(Dataset excerpts on object pointing)
# # # # # # #
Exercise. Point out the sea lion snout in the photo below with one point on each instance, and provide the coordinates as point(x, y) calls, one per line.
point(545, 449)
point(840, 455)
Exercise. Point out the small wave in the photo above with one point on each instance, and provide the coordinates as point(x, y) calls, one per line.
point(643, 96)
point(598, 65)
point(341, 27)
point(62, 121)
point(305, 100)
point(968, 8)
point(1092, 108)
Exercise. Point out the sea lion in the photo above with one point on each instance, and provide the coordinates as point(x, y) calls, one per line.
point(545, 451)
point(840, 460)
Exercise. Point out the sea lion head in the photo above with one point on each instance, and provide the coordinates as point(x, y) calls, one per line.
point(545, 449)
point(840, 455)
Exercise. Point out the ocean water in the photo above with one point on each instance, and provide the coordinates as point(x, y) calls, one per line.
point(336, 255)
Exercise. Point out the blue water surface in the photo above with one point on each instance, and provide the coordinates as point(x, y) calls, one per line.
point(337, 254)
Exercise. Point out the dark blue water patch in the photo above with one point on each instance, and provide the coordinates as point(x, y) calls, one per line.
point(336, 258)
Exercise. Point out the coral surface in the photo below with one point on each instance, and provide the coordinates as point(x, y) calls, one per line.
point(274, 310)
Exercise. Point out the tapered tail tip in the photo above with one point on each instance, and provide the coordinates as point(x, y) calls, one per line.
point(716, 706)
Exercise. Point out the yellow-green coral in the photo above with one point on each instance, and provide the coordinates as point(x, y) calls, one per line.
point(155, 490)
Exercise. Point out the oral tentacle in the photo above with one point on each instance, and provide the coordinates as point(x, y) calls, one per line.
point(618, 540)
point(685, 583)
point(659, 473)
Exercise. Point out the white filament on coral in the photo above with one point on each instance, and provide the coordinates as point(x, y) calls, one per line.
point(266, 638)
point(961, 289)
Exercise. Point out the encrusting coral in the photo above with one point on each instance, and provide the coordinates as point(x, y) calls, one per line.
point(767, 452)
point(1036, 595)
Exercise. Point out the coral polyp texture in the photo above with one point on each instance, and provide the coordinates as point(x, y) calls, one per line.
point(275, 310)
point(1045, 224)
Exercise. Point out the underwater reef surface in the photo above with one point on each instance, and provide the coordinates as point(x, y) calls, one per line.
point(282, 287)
# # # # # # #
TASK PROMPT >>
Convert the entries above into a two-column CSV with the headers "instruction" and "points". Give one row per entry, with its text and its answer each in a single quoted field and every line break replaced by a space.

THE RESPONSE >>
instruction,points
"Exercise. Point out the sea lion snout in the photo below with one point on each instance, and provide the coordinates as point(x, y) calls, one per line.","point(545, 449) point(840, 455)"
"Exercise. Point out the small wave in the photo above with one point on each instance, and provide the coordinates as point(x, y) calls, one per line.","point(643, 96) point(598, 65) point(341, 27) point(62, 121) point(305, 100) point(968, 8) point(1092, 108)"
"Exercise. Point out the sea lion in the photo above with one point on each instance, and provide the coordinates as point(x, y) calls, one per line.","point(545, 451) point(840, 460)"
"Exercise. Point out the sea lion head in the photo above with one point on each instance, and provide the coordinates as point(x, y) calls, one per line.","point(545, 449) point(840, 455)"
"Exercise. Point out the ocean water in the photo above with one point on each instance, and provide the coordinates as point(x, y) calls, one per line.","point(336, 255)"
"Exercise. Point out the blue water surface in the photo above with one point on each instance, and provide the coordinates as point(x, y) calls, one per line.","point(337, 254)"
"Exercise. Point out the dark blue water patch in the photo above with one point on each instance, and provide the coordinates as point(x, y) calls, one per line.","point(336, 258)"
"Exercise. Point out the coral surface in the photo below with one point on each instance, and provide the coordinates as point(x, y) calls, one per line.","point(274, 310)"
"Exercise. Point out the tapered tail tip in the photo above with one point on each instance, and provide the coordinates as point(x, y) calls, one per line.","point(716, 706)"
"Exercise. Point out the yellow-green coral in the photo above with one point on each instance, and provide the coordinates as point(x, y) calls, one per line.","point(155, 490)"
"Exercise. Point out the oral tentacle in the photo above with one point on each instance, and provide the coordinates as point(x, y) calls, one per line.","point(618, 540) point(685, 583) point(659, 473)"
"Exercise. Point out the white filament on coral in the photo above with one point on each instance, and provide the coordinates as point(x, y) calls, one per line.","point(266, 638) point(961, 289)"
"Exercise. Point out the encrusting coral in the photo above with one point on each instance, and provide the coordinates as point(x, y) calls, one per line.","point(767, 452) point(1036, 595)"
"Exercise. Point out the coral polyp texture in the photo above with one point on each instance, and provide the coordinates as point(x, y) calls, one per line.","point(275, 310) point(1045, 224)"
"Exercise. Point out the underwater reef surface in the photo above with one point on each instance, and provide the coordinates as point(x, y) calls, one per line.","point(282, 287)"